Copy the data below exactly.

» **DATASET**:
[Start of section]
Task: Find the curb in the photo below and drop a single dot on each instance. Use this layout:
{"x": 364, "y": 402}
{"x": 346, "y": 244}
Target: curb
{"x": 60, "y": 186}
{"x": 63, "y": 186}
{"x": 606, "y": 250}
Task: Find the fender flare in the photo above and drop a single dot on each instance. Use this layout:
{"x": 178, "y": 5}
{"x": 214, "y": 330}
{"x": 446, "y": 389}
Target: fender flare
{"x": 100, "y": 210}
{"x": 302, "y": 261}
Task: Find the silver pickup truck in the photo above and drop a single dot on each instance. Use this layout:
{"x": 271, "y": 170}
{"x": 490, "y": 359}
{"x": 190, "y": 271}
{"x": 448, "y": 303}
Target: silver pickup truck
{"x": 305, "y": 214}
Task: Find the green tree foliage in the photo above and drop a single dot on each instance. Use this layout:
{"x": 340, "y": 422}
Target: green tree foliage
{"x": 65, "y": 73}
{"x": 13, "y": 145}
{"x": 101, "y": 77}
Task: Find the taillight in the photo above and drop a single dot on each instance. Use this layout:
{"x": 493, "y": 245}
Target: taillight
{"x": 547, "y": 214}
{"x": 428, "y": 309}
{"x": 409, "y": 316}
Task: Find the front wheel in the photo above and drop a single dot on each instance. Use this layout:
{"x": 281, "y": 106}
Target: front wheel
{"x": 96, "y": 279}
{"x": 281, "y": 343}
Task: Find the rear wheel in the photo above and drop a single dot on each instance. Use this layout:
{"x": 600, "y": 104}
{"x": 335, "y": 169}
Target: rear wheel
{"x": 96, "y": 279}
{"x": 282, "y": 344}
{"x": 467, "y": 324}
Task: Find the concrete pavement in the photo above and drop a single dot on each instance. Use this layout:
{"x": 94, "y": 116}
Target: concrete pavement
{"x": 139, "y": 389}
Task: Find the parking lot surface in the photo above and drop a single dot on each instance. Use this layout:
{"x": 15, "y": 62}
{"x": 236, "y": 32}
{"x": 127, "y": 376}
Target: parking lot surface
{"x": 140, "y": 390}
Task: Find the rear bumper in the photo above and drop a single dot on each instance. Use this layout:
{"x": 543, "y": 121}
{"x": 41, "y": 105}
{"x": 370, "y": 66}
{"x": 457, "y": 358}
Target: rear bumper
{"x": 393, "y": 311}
[End of section]
» **THE COMPLETED TASK**:
Task: Find the curb in the photo below and drop a single dot on each instance. Use this layout:
{"x": 364, "y": 402}
{"x": 346, "y": 244}
Target: curb
{"x": 60, "y": 186}
{"x": 63, "y": 186}
{"x": 606, "y": 250}
Task: Find the fender flare in the photo above and drop a single dot on each instance. Use this layout:
{"x": 178, "y": 5}
{"x": 214, "y": 330}
{"x": 446, "y": 389}
Target: fender flare
{"x": 100, "y": 210}
{"x": 302, "y": 261}
Task: Find the silver pickup truck in the photo above and drop a single dot on each instance. Use this layout:
{"x": 271, "y": 170}
{"x": 490, "y": 359}
{"x": 190, "y": 271}
{"x": 448, "y": 303}
Target: silver pickup truck
{"x": 305, "y": 214}
Task: Find the green tree foliage in the photo above and drop a single dot on each instance. Use this layout:
{"x": 340, "y": 422}
Target: green tree foliage
{"x": 65, "y": 73}
{"x": 13, "y": 145}
{"x": 101, "y": 77}
Task: Find the taillight in the photo above and drop a single dot on each instance. Use this layout:
{"x": 493, "y": 245}
Target: taillight
{"x": 547, "y": 214}
{"x": 428, "y": 309}
{"x": 409, "y": 316}
Task: Find the front wheel in the photo above and drop a single dot on each instance. Use this layout:
{"x": 281, "y": 106}
Target: front wheel
{"x": 96, "y": 279}
{"x": 281, "y": 343}
Task: Find the rear wheel in the photo above and drop a single dot on each instance. Use this layout:
{"x": 600, "y": 104}
{"x": 335, "y": 169}
Target: rear wheel
{"x": 96, "y": 279}
{"x": 282, "y": 344}
{"x": 467, "y": 324}
Task: Find the concrete pavement in the photo above and drop a single dot on each instance. Use this layout:
{"x": 94, "y": 116}
Target: concrete pavement
{"x": 139, "y": 389}
Task: Find the parking lot surface in the photo above and drop a single dot on each instance. Use this layout:
{"x": 15, "y": 62}
{"x": 236, "y": 32}
{"x": 127, "y": 376}
Target: parking lot surface
{"x": 140, "y": 390}
Task: Find the rear bumper in the photo above and drop a single dot on each instance. Use this layout:
{"x": 543, "y": 121}
{"x": 41, "y": 105}
{"x": 370, "y": 66}
{"x": 457, "y": 358}
Target: rear bumper
{"x": 393, "y": 311}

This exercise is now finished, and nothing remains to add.